*** Data provided ***

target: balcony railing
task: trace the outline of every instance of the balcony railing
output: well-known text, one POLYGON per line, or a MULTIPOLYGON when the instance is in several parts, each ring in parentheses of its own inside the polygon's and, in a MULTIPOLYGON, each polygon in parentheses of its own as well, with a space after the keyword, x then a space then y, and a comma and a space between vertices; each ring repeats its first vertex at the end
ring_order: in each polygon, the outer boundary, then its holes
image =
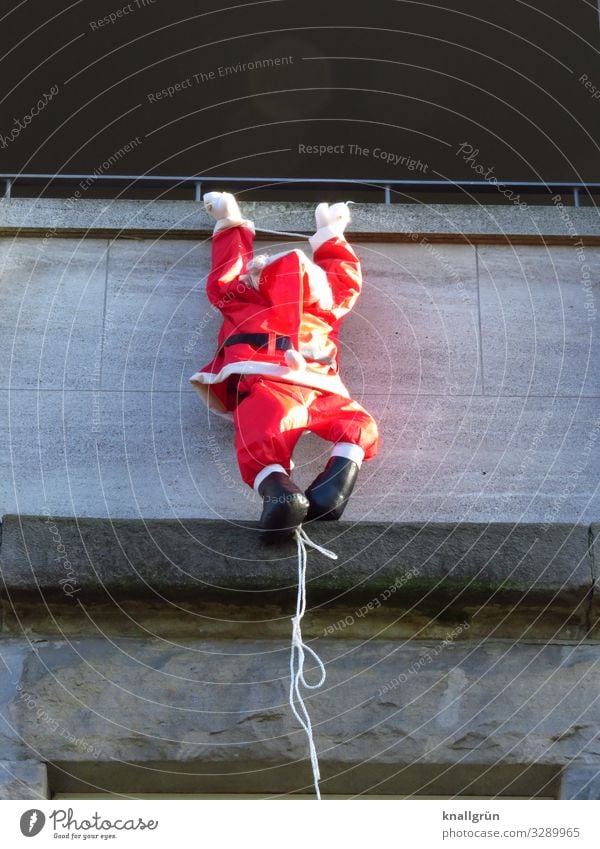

*** End of Data provided ***

## What this task involves
Go through the records line by line and count those containing the string "balcony". Give only the total.

## Output below
2